## GIVEN EXERCISE
Reproduce the lines starting with the one that contains "Each instance receives exactly one keypoint. Tag the athlete's" and continuing through the last line of the records, leaving the pictures out of your answer.

(Point placement records)
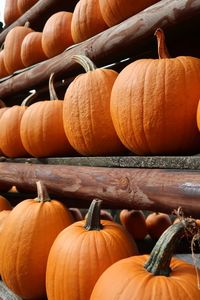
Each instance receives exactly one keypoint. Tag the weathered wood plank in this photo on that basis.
(148, 189)
(128, 38)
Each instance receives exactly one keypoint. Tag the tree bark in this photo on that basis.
(147, 189)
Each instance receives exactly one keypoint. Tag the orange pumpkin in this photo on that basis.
(11, 12)
(151, 277)
(157, 223)
(87, 20)
(31, 49)
(30, 231)
(134, 222)
(24, 5)
(115, 11)
(86, 111)
(160, 98)
(82, 252)
(56, 35)
(12, 48)
(47, 136)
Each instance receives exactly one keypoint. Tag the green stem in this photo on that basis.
(160, 257)
(93, 216)
(85, 62)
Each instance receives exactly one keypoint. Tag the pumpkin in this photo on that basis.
(4, 204)
(10, 140)
(11, 12)
(24, 5)
(80, 254)
(160, 98)
(151, 277)
(56, 34)
(31, 49)
(157, 223)
(87, 20)
(30, 231)
(12, 48)
(86, 111)
(134, 222)
(43, 139)
(115, 11)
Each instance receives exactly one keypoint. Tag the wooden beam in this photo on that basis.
(129, 38)
(147, 189)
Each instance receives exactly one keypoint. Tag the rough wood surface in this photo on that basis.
(38, 14)
(148, 189)
(130, 37)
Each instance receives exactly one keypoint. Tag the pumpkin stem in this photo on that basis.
(162, 48)
(28, 99)
(85, 62)
(52, 92)
(160, 257)
(42, 194)
(93, 216)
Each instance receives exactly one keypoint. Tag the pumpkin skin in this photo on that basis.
(144, 277)
(56, 35)
(86, 112)
(77, 248)
(134, 222)
(115, 11)
(30, 230)
(149, 121)
(11, 11)
(87, 20)
(39, 140)
(12, 48)
(31, 49)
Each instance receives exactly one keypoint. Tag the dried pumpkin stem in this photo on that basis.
(42, 194)
(160, 257)
(52, 92)
(162, 48)
(85, 62)
(93, 216)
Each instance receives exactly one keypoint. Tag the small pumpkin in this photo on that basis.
(30, 231)
(154, 276)
(115, 11)
(86, 111)
(56, 34)
(82, 252)
(160, 98)
(31, 49)
(47, 136)
(157, 223)
(87, 20)
(12, 48)
(134, 222)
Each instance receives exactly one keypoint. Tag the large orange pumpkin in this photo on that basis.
(115, 11)
(150, 277)
(56, 34)
(31, 49)
(82, 252)
(30, 231)
(154, 104)
(47, 136)
(86, 111)
(87, 20)
(12, 48)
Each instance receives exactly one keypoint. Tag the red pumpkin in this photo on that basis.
(158, 116)
(82, 252)
(56, 35)
(30, 231)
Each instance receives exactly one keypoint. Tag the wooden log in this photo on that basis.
(129, 38)
(38, 14)
(147, 189)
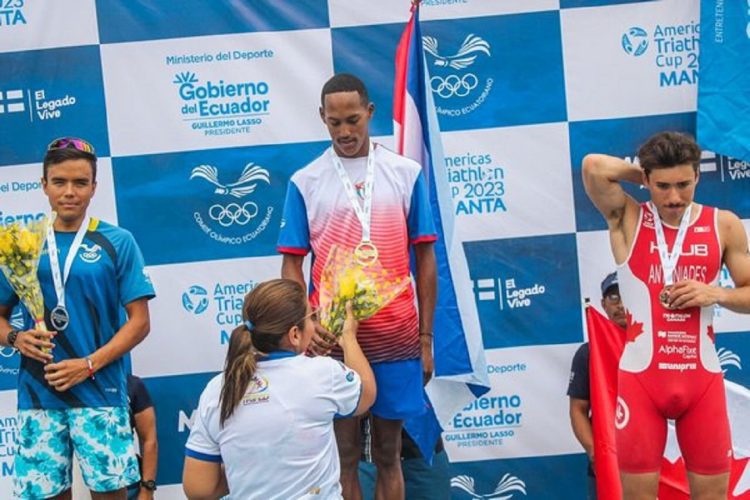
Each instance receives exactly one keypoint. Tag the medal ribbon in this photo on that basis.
(363, 211)
(669, 260)
(54, 259)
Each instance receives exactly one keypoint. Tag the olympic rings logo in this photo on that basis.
(453, 85)
(234, 213)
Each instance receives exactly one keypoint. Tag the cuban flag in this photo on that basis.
(460, 368)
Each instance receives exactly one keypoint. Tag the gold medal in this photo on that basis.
(664, 297)
(366, 253)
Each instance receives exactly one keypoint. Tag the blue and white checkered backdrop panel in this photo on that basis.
(181, 98)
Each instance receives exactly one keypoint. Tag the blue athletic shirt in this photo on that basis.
(107, 274)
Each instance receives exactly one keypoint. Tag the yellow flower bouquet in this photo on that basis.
(20, 249)
(369, 287)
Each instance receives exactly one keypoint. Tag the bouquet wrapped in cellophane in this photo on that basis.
(370, 287)
(20, 249)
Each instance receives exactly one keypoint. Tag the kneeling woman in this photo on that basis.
(264, 428)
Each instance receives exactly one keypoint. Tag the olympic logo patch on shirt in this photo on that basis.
(258, 391)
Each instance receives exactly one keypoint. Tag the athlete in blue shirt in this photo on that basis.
(72, 382)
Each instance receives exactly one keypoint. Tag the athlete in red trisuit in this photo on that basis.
(669, 253)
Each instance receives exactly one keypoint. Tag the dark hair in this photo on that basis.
(344, 82)
(272, 308)
(669, 149)
(55, 156)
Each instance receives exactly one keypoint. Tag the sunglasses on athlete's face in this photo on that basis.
(613, 298)
(71, 143)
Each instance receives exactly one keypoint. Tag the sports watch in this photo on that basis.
(12, 336)
(150, 485)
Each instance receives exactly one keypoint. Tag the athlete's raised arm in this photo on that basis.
(602, 175)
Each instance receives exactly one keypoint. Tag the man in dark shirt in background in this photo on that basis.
(578, 388)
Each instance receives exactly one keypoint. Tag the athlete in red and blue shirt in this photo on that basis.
(669, 368)
(318, 213)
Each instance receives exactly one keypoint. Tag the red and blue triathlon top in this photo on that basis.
(318, 214)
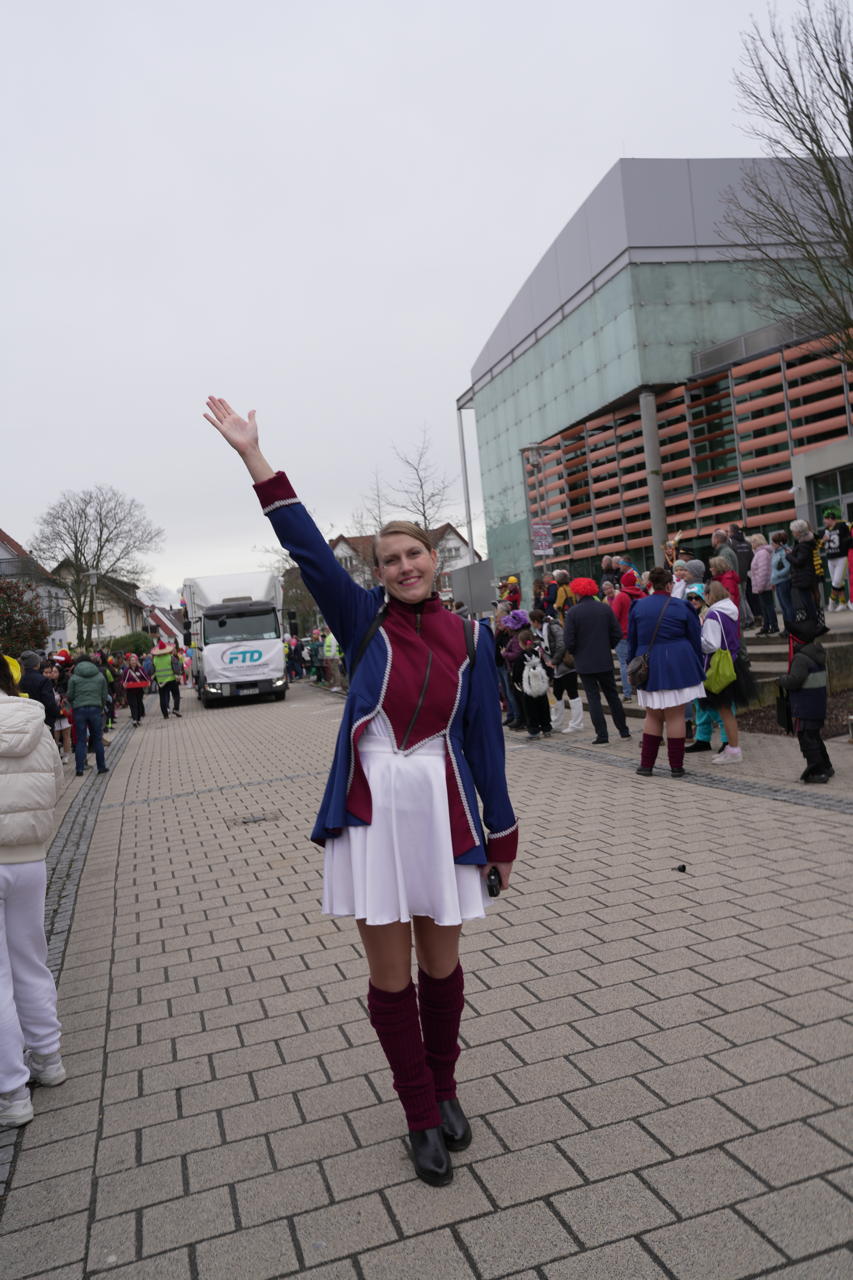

## ANSWER TO THIS TASK
Each instance receives exactly one keypoint. Tag the athlete's raised arm in this photo on that basis.
(602, 175)
Each instance receives exactly one keypoint. Tag the man in dark shirt in background in this photo on that basis.
(578, 388)
Each instance receives exactly one keypoint. Tag the athlete in red and blue shirt in this photo on that basis.
(669, 368)
(318, 213)
Each instance receives exactly one keypoint. Tag the red and blue triathlon top in this photo on that basis.
(318, 214)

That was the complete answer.